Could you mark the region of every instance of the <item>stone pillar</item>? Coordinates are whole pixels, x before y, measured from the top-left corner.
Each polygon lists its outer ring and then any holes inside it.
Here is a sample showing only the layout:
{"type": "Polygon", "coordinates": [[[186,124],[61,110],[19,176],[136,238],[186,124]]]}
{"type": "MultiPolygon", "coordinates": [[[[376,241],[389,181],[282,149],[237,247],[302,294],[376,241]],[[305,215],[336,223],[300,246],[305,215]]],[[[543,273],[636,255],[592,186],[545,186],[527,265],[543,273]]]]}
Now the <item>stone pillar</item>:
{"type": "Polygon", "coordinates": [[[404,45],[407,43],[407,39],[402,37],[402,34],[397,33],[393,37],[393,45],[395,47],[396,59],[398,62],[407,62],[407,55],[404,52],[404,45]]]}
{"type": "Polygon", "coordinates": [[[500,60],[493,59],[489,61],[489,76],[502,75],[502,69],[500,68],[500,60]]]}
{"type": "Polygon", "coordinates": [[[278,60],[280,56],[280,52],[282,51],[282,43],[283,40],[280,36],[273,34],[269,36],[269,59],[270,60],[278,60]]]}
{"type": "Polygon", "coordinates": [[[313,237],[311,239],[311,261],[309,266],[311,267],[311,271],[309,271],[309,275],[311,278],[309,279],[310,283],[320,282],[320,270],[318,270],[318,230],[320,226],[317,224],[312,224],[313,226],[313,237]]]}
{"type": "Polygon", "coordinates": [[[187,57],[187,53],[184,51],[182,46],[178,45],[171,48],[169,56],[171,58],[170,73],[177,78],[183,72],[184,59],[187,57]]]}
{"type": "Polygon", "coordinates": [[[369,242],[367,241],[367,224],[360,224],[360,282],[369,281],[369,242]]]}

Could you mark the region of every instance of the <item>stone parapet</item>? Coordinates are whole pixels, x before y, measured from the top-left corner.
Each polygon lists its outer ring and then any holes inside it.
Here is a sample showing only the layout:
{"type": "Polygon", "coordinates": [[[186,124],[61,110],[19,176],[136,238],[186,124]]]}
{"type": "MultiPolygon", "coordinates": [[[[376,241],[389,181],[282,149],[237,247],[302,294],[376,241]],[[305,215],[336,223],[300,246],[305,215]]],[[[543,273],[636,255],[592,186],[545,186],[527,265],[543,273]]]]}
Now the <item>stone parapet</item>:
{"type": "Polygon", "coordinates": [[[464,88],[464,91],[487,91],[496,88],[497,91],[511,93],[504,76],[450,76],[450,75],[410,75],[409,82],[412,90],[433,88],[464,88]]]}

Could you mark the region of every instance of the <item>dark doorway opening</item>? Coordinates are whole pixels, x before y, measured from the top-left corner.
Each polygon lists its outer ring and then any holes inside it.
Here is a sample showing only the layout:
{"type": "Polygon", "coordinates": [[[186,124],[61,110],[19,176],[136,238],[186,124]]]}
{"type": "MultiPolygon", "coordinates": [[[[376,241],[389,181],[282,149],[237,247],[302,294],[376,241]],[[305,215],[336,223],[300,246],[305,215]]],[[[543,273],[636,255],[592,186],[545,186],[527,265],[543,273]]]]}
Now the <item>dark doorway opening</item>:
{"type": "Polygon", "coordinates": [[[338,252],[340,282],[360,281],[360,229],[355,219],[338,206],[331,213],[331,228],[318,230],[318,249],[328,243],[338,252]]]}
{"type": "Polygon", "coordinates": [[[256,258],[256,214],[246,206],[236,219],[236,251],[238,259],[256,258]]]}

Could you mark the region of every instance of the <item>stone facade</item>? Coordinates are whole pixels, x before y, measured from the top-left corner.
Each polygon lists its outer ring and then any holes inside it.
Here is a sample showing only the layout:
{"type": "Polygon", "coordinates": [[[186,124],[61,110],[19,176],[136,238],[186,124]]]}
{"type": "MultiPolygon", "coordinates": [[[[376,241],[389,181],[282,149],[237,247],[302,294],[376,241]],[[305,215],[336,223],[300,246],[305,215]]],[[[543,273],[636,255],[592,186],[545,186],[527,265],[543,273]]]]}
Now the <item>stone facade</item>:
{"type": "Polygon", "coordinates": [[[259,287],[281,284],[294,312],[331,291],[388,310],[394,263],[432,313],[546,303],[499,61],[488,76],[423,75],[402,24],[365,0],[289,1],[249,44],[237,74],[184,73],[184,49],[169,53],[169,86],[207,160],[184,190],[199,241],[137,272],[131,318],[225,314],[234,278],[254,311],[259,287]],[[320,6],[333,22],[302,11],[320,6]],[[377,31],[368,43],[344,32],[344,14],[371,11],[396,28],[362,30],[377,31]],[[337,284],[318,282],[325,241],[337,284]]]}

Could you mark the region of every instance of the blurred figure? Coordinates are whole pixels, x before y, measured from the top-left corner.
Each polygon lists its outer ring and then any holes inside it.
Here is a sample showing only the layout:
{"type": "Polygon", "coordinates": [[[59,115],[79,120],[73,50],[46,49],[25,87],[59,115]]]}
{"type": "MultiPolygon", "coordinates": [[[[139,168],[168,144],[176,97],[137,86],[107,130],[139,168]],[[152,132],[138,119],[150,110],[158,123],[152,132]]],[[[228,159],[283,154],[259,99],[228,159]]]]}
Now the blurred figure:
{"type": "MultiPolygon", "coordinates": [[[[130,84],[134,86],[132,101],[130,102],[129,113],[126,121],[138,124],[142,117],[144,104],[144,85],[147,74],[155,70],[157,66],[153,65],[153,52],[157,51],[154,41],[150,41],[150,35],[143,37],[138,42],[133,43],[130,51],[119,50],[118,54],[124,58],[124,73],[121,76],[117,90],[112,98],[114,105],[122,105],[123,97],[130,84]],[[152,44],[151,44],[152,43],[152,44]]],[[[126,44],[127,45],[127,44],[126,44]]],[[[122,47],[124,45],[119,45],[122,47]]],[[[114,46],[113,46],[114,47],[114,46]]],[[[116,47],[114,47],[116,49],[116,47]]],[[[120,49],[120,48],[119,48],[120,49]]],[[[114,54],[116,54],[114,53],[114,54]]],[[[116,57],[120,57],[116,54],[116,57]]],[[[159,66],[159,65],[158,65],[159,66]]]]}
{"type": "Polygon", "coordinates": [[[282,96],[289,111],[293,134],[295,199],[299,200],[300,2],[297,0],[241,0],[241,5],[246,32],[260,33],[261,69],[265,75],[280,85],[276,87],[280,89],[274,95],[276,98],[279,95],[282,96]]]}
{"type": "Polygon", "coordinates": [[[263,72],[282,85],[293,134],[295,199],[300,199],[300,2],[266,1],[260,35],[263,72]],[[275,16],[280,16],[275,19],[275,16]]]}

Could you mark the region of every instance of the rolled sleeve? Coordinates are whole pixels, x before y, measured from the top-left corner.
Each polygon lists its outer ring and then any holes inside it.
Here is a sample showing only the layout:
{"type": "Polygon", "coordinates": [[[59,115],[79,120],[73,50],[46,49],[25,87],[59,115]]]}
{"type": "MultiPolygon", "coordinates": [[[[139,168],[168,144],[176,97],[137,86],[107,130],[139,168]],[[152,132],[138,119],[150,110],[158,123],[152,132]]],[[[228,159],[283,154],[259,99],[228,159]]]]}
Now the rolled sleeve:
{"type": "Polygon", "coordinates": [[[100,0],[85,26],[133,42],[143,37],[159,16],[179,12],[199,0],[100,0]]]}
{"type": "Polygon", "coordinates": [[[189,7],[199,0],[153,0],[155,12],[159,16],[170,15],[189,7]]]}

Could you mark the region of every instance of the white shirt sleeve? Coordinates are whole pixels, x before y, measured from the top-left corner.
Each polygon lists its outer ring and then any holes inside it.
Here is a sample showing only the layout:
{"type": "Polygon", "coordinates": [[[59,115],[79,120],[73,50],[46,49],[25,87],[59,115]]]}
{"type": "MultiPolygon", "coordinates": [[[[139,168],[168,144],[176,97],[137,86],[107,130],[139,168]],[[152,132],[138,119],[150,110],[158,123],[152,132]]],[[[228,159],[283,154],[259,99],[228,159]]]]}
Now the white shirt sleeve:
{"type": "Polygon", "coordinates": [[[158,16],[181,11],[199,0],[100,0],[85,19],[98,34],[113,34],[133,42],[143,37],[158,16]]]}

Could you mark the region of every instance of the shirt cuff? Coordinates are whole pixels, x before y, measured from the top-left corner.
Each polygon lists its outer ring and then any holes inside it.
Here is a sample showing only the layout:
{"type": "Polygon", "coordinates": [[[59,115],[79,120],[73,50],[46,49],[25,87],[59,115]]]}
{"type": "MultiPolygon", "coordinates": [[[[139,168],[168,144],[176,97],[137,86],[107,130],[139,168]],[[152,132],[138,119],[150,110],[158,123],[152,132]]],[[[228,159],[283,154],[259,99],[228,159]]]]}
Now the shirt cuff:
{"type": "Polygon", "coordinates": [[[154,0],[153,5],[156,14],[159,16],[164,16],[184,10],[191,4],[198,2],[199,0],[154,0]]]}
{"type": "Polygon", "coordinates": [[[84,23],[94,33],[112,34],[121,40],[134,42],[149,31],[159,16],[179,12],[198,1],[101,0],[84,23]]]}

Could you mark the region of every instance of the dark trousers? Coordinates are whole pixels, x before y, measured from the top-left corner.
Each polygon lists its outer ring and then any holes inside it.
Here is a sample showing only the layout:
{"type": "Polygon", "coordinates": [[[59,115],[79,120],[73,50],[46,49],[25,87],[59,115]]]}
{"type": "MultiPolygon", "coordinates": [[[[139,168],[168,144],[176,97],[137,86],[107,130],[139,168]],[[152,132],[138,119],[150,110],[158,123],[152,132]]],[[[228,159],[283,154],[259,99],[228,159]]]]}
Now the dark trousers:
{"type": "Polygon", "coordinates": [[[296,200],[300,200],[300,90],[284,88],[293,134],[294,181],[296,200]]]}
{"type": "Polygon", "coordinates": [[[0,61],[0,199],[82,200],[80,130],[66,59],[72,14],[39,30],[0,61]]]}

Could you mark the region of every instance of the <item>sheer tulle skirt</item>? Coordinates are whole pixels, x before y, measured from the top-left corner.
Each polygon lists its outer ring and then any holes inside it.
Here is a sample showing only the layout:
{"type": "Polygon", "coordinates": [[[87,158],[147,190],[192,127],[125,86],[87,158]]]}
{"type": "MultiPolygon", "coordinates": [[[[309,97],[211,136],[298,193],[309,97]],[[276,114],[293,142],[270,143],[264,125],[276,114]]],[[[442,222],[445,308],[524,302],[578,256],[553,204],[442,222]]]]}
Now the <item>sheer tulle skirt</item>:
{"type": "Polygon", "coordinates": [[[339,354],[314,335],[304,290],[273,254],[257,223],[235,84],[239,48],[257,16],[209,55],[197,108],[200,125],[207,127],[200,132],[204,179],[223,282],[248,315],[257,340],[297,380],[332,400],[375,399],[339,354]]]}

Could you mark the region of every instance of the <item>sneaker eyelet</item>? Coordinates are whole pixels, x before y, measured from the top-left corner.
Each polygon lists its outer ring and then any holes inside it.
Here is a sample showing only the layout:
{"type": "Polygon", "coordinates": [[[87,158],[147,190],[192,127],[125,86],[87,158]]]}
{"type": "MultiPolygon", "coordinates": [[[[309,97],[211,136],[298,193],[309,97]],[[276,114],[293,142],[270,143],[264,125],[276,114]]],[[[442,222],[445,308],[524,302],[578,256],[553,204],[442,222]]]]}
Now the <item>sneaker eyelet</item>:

######

**EXERCISE DESCRIPTION:**
Print nothing but the lines from the one that contains "Now the <item>sheer" to the final line of the data, both included, exactly as they read.

**REPLY TO THE EXERCISE:**
Now the <item>sheer tulle skirt</item>:
{"type": "Polygon", "coordinates": [[[339,354],[314,335],[304,290],[273,254],[257,223],[235,84],[239,48],[257,16],[209,55],[197,108],[200,125],[207,127],[200,132],[204,179],[223,282],[248,315],[257,340],[297,380],[332,400],[375,399],[339,354]]]}

Could you mark the region of every instance of the <item>sneaker eyelet</item>? Coordinates are whole pixels, x before y, measured from the top-left corner.
Each polygon lists its outer ring and then any holes inside it.
Here is a sample showing only the layout:
{"type": "Polygon", "coordinates": [[[87,158],[147,190],[192,127],[125,86],[87,158]]]}
{"type": "MultiPolygon", "coordinates": [[[[309,97],[211,136],[298,193],[309,97]],[[276,114],[293,142],[270,143],[264,125],[276,114]]],[[[442,222],[445,308],[524,302],[578,256],[553,204],[442,222]]]]}
Now the <item>sneaker eyelet</item>:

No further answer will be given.